[[ Reading passage, beginning ]]
The Minister knows well that such confusion has lain at the heart of all the failures of privatisation. We do not yet know how the problem will be tackled. In this case, we do not yet know the Government's thinking on vertical integration, which is an essential and topical issue—certainly in my area. I want to sound out the Government on at least their provisional thinking on that subject.

I want to ask about the role of South West Trains. I am not an apologist for South West Trains, nor have I come here to give the company a caning. It simply happens to be the franchise operator.

South West Trains got off to a bad start. The company sacked a substantial number of key staff soon after it was awarded the franchise. The service deteriorated badly. Staff had to be re-hired, and arguments about terms and conditions caused further disruption. The company endeared itself neither to my constituents nor to many other people. When the new franchising round began, I was more impressed by some of the alternative bidders, such as Dutch Railways.

However, that is history. South West Trains was provisionally awarded the new franchise; it was the preferred bidder. I am impressed by the quality of the new senior management. I have talked to the chairman of the company who seems genuinely committed to railways and to making them work. As a constituency MP, my job is to work with the company to help it to get the franchise operating so as to deliver the service improvements that it promised. That is why I have introduced the debate.

South West Trains has undertaken to provide three specific aspects of service improvement. One is a doubling of the service on some of the suburban loop lines, but that in turn requires investment in new rolling stock. The company has undertaken to provide longer trains, which also requires improvements in stations and the length of platforms. It has undertaken to provide better coaches, CCTV, and more comfort and safety. All those things require money, and as long as there is uncertainty about the franchise arrangement, it will not be clear how South West Trains can make its way forward.

To crystallise the debate and perhaps to help the Minister, I shall encapsulate what I want to say in five questions. He may not be able to answer them all in full today, but perhaps he can do his best and let me have the other answers in writing. First, what exactly is the status of the South West Trains franchise? I asked the Minister a parliamentary question about that a few weeks ago, and received the predictable reply that a decision would be made in due course. I am sure that that is factually true, but it is not terribly helpful.
[[ Reading passage, end ]]
[[ Extracted entries, beginning ]]
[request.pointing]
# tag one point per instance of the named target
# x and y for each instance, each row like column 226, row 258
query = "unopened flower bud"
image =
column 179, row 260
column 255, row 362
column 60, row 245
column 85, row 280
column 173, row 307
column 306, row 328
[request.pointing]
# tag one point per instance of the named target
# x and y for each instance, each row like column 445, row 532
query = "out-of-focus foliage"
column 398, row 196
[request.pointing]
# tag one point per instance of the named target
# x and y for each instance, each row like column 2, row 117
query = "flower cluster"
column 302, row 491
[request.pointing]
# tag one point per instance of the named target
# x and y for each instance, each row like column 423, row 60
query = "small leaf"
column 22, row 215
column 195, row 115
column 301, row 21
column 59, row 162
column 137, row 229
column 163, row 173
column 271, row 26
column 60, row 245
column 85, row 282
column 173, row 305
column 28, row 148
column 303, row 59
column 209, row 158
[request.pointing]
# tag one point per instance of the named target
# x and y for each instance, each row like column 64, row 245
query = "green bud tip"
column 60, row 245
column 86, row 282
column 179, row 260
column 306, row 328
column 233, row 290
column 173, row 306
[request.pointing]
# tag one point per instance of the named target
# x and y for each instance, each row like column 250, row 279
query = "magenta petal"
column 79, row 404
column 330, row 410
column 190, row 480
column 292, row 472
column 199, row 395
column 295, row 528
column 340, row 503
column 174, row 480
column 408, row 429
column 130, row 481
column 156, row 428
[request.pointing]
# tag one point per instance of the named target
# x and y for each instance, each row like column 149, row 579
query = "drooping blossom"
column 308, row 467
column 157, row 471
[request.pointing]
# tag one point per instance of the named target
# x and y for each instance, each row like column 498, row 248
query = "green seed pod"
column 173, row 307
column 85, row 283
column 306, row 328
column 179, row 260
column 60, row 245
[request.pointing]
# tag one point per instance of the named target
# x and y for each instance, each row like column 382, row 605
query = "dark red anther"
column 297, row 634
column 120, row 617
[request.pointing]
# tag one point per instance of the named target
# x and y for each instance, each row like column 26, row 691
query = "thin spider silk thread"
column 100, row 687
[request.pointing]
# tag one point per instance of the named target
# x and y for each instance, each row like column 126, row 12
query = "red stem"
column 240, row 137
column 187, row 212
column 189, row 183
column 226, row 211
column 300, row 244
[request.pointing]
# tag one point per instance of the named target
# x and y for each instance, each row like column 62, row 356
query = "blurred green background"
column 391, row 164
[[ Extracted entries, end ]]
● **Work instructions**:
Answer these questions from the speech on South West Trains.
(a) Which alternative bidder does the speaker name as one that impressed them when the new franchising round began?
(b) What does the speech say the doubling of service on some of the suburban loop lines requires?
(c) In how many questions does the speaker say they will encapsulate what they want to say?

● **Solution to the problem**:
(a) Dutch Railways.
(b) Investment in new rolling stock.
(c) Five.